## [Task instructions]
Update the lines from the one containing "Report the position of each instance of the child's" up to and including the one containing "[[168, 137]]" by replacing "yellow football" with "orange football". Leave everything else the same.

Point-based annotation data
○ ○ ○ ○

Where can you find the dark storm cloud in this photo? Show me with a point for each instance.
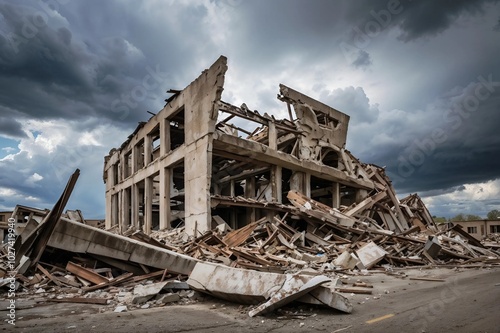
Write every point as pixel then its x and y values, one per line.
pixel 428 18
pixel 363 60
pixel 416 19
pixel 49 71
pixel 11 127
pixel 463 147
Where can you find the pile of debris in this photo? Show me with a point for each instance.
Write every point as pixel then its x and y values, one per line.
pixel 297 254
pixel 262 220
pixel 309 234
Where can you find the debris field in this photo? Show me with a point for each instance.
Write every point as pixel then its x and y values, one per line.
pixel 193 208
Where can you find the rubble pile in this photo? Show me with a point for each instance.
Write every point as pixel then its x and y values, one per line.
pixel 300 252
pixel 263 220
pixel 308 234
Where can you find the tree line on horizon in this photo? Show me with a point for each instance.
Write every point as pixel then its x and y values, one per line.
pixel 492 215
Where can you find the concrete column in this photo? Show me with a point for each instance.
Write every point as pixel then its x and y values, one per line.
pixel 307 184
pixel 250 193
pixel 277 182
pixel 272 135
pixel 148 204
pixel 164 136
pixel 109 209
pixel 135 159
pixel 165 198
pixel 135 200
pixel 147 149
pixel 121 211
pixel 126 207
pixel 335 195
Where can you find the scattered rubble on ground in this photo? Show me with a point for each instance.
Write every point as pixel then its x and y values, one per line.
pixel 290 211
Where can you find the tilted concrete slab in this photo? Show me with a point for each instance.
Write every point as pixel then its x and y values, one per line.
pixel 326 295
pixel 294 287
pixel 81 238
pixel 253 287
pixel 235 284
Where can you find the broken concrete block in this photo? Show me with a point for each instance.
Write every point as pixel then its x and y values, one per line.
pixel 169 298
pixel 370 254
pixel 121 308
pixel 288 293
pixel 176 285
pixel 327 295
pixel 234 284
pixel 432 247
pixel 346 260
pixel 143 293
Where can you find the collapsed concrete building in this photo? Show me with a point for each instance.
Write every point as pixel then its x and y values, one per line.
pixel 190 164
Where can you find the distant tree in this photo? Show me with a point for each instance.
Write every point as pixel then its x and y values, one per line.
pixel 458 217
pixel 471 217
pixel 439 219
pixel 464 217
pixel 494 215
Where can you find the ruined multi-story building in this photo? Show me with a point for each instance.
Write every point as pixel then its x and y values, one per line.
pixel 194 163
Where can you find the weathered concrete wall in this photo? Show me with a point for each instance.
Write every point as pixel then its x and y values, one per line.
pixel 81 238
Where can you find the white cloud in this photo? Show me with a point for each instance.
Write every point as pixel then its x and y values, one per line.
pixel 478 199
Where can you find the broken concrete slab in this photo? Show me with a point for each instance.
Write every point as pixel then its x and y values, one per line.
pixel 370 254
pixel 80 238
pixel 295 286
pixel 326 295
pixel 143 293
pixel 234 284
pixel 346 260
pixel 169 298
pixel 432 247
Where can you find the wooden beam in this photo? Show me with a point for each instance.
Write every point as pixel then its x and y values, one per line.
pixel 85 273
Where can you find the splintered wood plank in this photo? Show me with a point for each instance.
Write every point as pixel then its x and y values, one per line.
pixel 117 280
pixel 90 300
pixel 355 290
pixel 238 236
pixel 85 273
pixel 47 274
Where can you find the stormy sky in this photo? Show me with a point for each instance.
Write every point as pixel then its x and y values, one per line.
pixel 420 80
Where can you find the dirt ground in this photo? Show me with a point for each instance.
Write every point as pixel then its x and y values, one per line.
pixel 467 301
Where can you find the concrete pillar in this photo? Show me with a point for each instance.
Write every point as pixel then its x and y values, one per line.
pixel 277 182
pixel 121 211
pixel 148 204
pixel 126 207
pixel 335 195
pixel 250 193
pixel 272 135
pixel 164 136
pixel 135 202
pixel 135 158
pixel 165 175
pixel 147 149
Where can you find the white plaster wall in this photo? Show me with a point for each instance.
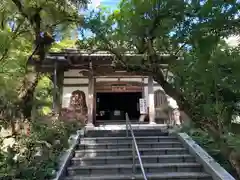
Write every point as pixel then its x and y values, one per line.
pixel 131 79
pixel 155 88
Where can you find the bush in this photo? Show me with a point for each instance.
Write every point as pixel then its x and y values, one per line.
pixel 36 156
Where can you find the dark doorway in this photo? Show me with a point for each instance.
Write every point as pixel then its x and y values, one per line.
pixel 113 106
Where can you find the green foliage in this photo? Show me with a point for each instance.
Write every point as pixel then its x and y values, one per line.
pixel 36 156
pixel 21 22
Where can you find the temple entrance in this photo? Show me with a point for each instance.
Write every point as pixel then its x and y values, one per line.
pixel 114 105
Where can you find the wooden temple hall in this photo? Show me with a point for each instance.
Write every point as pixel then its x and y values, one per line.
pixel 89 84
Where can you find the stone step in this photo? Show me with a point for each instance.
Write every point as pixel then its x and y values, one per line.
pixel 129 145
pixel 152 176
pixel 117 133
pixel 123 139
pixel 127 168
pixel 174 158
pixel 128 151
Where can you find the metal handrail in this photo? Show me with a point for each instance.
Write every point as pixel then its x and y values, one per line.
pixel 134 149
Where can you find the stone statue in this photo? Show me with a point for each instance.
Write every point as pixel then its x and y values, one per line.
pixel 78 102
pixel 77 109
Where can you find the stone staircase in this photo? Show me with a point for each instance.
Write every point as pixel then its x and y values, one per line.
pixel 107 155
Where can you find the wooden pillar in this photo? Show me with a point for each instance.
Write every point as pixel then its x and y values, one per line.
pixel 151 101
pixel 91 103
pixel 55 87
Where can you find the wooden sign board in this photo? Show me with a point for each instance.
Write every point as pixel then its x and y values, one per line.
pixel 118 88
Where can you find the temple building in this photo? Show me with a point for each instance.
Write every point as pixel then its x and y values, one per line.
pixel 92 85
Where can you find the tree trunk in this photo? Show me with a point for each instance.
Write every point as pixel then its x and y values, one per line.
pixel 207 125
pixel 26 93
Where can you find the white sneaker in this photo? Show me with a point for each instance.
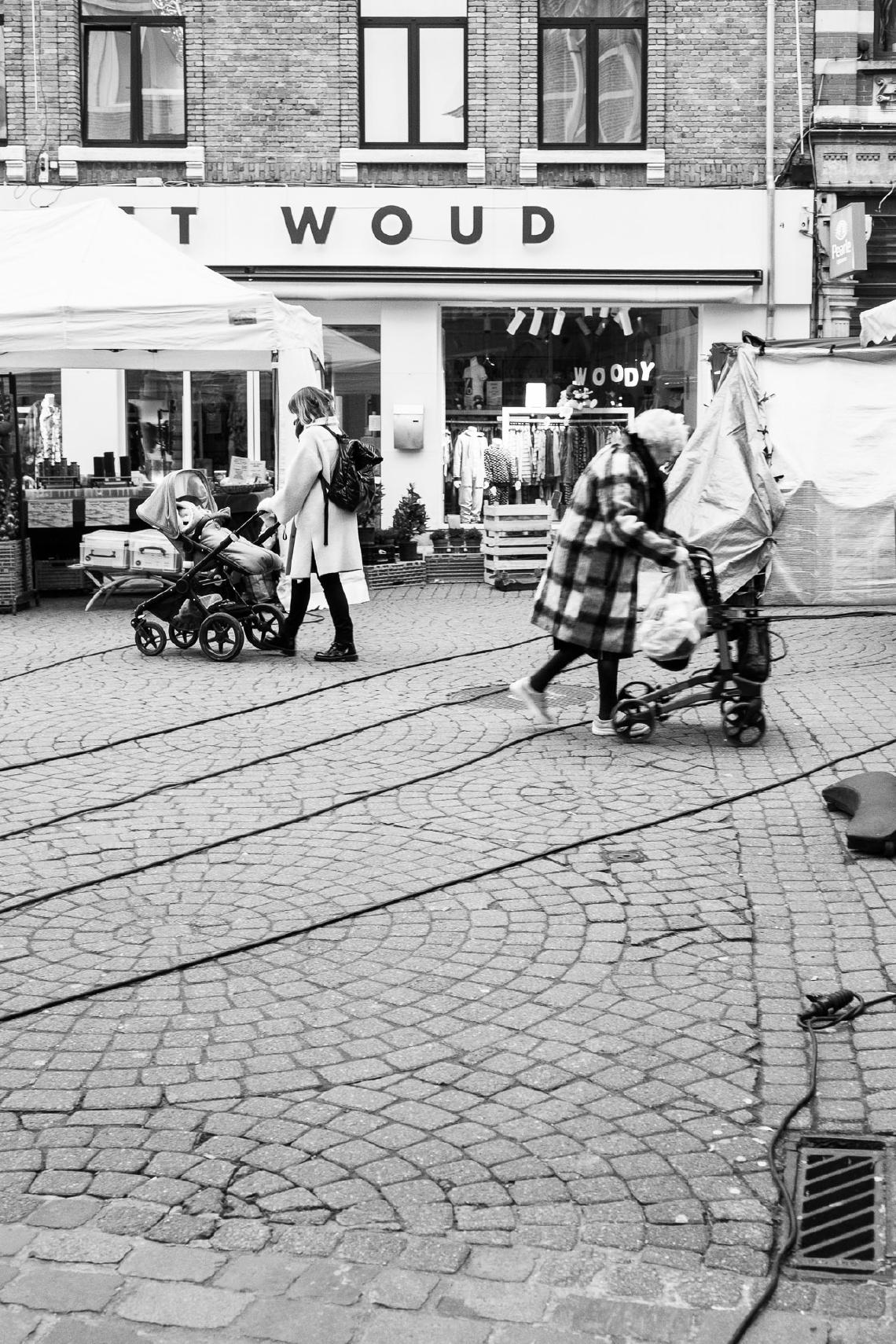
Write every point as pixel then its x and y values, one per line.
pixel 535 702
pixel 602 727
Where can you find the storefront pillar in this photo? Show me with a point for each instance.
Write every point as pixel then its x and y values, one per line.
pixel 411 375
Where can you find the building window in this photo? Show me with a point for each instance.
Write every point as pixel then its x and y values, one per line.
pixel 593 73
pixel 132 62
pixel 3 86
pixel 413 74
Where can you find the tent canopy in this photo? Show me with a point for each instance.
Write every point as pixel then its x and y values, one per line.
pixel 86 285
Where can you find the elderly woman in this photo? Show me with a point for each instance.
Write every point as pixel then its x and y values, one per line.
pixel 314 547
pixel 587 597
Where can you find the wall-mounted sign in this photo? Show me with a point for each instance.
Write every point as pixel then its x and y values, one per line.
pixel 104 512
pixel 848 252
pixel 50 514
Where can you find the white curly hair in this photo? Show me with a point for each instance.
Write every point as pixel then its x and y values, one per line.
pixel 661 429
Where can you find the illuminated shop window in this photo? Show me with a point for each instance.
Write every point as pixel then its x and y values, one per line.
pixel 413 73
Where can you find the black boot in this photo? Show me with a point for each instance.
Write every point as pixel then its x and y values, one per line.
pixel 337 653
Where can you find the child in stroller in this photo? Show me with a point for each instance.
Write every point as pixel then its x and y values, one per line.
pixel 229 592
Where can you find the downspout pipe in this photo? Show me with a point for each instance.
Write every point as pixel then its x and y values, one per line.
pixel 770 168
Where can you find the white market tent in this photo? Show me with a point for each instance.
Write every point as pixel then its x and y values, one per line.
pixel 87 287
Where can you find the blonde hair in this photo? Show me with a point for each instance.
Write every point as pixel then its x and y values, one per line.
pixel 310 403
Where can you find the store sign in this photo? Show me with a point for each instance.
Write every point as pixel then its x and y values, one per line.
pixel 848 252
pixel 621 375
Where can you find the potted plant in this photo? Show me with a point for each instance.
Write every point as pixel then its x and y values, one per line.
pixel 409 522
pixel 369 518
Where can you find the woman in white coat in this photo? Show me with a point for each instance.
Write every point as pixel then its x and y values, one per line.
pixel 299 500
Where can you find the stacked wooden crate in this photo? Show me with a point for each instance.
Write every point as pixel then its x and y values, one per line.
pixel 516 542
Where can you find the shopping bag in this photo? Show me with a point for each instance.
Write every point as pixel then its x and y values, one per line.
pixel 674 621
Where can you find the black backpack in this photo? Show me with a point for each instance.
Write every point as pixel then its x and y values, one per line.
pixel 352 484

○ ○ ○ ○

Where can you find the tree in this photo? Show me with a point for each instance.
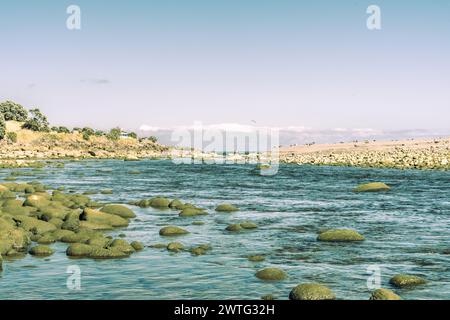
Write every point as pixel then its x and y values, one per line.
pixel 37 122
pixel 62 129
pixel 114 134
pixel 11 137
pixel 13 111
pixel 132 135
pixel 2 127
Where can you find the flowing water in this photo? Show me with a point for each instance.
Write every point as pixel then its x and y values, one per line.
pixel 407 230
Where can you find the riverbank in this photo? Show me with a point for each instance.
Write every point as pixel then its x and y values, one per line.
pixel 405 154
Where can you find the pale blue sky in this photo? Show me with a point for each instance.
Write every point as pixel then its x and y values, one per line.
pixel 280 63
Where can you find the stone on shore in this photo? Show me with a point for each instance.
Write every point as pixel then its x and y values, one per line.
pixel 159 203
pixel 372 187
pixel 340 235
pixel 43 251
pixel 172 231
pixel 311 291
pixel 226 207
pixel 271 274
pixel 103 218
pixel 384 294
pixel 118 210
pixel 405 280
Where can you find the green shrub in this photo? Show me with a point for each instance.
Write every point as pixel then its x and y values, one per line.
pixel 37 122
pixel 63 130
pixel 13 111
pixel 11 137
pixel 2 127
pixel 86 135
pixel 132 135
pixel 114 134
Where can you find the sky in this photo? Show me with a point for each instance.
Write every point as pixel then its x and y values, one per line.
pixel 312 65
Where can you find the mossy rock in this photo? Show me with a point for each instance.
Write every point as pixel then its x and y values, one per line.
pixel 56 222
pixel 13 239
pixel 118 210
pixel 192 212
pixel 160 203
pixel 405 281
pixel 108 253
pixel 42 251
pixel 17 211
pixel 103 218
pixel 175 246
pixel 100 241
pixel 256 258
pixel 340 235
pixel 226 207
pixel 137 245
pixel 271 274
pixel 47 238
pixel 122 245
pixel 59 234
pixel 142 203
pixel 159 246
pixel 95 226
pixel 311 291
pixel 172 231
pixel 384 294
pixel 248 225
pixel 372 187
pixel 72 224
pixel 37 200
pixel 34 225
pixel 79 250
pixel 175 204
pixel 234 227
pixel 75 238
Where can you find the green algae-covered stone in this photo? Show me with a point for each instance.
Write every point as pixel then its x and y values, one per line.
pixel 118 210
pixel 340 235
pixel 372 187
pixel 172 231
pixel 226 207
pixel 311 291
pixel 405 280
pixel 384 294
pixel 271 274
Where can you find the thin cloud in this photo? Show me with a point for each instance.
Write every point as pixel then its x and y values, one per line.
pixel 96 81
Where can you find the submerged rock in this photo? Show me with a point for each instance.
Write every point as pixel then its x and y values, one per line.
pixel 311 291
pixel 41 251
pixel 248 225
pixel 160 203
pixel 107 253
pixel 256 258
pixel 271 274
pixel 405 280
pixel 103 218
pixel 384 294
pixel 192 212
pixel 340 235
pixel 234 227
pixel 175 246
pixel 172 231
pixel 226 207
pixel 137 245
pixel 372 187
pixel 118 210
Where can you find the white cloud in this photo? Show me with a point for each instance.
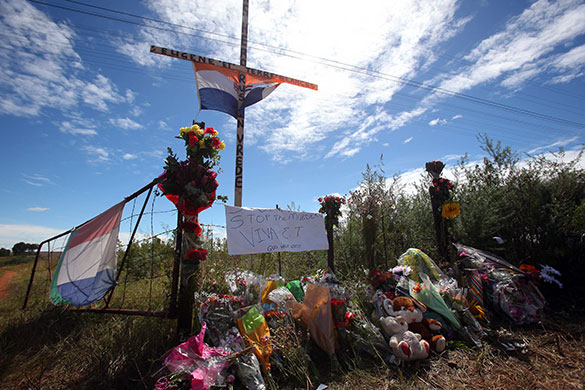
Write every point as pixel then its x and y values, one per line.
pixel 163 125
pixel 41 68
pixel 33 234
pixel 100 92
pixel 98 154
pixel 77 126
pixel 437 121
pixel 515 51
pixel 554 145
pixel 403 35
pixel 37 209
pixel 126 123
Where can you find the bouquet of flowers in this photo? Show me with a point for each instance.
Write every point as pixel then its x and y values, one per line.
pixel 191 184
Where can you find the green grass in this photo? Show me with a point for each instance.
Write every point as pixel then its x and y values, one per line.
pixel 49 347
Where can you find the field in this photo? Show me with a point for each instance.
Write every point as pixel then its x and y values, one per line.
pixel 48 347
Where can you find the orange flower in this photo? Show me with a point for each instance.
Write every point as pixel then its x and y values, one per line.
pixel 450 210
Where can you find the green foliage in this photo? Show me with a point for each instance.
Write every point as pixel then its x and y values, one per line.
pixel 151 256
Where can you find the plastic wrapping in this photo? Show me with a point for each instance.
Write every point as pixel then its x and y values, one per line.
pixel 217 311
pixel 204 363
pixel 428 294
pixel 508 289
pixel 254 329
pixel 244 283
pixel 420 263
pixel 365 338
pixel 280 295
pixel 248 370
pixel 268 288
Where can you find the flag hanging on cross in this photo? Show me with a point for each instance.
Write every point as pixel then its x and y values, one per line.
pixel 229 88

○ ○ ○ ○

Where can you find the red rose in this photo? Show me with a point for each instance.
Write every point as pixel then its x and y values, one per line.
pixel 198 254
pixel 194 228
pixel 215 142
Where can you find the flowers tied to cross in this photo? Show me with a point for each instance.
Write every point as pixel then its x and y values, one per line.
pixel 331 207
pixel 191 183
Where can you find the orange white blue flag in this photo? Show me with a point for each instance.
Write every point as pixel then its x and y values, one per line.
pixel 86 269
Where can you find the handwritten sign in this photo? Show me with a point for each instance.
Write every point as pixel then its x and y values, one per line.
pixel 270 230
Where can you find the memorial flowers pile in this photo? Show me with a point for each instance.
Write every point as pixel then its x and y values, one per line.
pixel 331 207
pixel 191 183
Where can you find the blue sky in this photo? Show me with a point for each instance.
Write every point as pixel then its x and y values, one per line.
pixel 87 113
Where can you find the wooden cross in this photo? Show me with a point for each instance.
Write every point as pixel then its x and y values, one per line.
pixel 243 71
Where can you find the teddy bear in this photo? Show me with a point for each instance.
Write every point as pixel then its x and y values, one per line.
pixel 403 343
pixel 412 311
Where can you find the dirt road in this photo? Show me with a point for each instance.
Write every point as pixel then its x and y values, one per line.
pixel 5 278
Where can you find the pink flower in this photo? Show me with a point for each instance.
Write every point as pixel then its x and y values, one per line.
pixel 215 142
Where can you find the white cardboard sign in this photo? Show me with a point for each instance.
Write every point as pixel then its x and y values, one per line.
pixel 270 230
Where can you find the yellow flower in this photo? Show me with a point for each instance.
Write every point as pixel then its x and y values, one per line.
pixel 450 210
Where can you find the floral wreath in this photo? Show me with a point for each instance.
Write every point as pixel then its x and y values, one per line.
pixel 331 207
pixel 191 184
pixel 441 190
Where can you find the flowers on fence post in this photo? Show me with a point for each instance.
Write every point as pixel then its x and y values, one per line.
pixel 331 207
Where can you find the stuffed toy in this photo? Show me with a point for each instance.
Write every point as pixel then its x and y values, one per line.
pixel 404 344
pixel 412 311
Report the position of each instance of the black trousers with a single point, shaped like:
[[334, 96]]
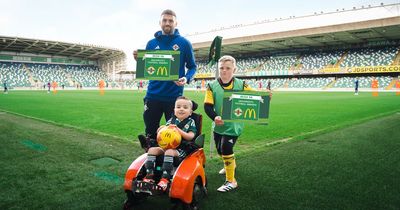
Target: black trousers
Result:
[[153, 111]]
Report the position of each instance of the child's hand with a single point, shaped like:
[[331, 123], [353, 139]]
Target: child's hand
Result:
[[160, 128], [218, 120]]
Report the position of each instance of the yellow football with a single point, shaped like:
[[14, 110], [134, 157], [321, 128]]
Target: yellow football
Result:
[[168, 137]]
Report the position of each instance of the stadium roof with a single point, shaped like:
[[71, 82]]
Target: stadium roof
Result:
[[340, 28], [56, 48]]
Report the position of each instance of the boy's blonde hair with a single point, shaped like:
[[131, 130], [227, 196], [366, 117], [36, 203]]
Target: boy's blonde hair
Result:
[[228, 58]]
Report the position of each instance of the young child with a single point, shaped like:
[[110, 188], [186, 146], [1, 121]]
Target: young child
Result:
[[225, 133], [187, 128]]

○ ○ ○ ○

## [Result]
Report the position of each instance of the child's hand with a single point, shaped like:
[[331, 123], [353, 139]]
Target: child's hand
Result:
[[160, 128], [218, 120]]
Report the position of each instance of the orange football with a single point, shaped like:
[[14, 110], [134, 157], [321, 128]]
Target: orange football
Result:
[[168, 137]]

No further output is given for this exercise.